====== Stored records

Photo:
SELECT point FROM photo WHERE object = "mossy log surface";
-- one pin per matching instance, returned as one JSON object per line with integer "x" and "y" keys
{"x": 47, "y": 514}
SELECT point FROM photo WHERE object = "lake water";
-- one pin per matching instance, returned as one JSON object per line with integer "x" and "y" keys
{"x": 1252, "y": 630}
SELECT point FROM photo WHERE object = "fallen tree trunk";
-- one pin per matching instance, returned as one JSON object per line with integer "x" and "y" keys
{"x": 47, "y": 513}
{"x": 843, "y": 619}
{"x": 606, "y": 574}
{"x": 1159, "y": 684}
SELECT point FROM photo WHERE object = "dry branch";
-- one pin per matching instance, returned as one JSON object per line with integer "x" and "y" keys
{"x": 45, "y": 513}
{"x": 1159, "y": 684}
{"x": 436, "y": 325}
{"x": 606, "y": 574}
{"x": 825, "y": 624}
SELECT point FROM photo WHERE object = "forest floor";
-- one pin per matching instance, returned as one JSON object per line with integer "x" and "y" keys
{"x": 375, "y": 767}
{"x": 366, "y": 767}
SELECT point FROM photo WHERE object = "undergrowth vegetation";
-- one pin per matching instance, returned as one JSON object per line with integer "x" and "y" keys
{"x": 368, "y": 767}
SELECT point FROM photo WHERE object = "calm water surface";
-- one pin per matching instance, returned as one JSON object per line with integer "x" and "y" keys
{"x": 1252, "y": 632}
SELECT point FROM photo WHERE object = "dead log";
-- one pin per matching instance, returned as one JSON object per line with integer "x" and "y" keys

============

▸ Short problem
Reproduce all of the material above word for word, without changing anything.

▸ Answer for the task
Photo:
SELECT point FROM photo WHERE object = "mossy log surface";
-- one pin per matching instance, returned as one JSON object per line with integer "x" and "y" keys
{"x": 47, "y": 514}
SELECT point FROM photo WHERE object = "lake water";
-- one pin per matching instance, returned as one JSON object per line with integer "x" and "y" keys
{"x": 1252, "y": 630}
SELECT point FROM photo WHERE object = "fallen tree trunk";
-- one pin per matching instance, returned as one JSON object per line with integer "x" and "y" keys
{"x": 47, "y": 513}
{"x": 843, "y": 619}
{"x": 606, "y": 574}
{"x": 1159, "y": 684}
SELECT point FROM photo WHERE object = "dry branch";
-- one pin per matching instance, returned as one JSON object per line with integer "x" and "y" keys
{"x": 45, "y": 513}
{"x": 1159, "y": 684}
{"x": 436, "y": 325}
{"x": 606, "y": 574}
{"x": 825, "y": 624}
SELECT point FROM photo WHERE object = "forest floor";
-- one pin per matching instance, returned as one JSON object per line with integer "x" and "y" keys
{"x": 375, "y": 767}
{"x": 366, "y": 767}
SELECT point FROM photo WHERE object = "undergrowth vegetation";
-- one pin per matching instance, returned as one JSON object per line with integer "x" and "y" keys
{"x": 368, "y": 767}
SELECT point FROM photo WHERE object = "calm water surface";
-- one pin per matching instance, returned as one JSON object per line with integer "x" and "y" keys
{"x": 1252, "y": 632}
SELECT point FROM photo WHERE object = "dead log";
-- one pin per matching instance, returned as one JSON object per line with integer "x" and "y" keys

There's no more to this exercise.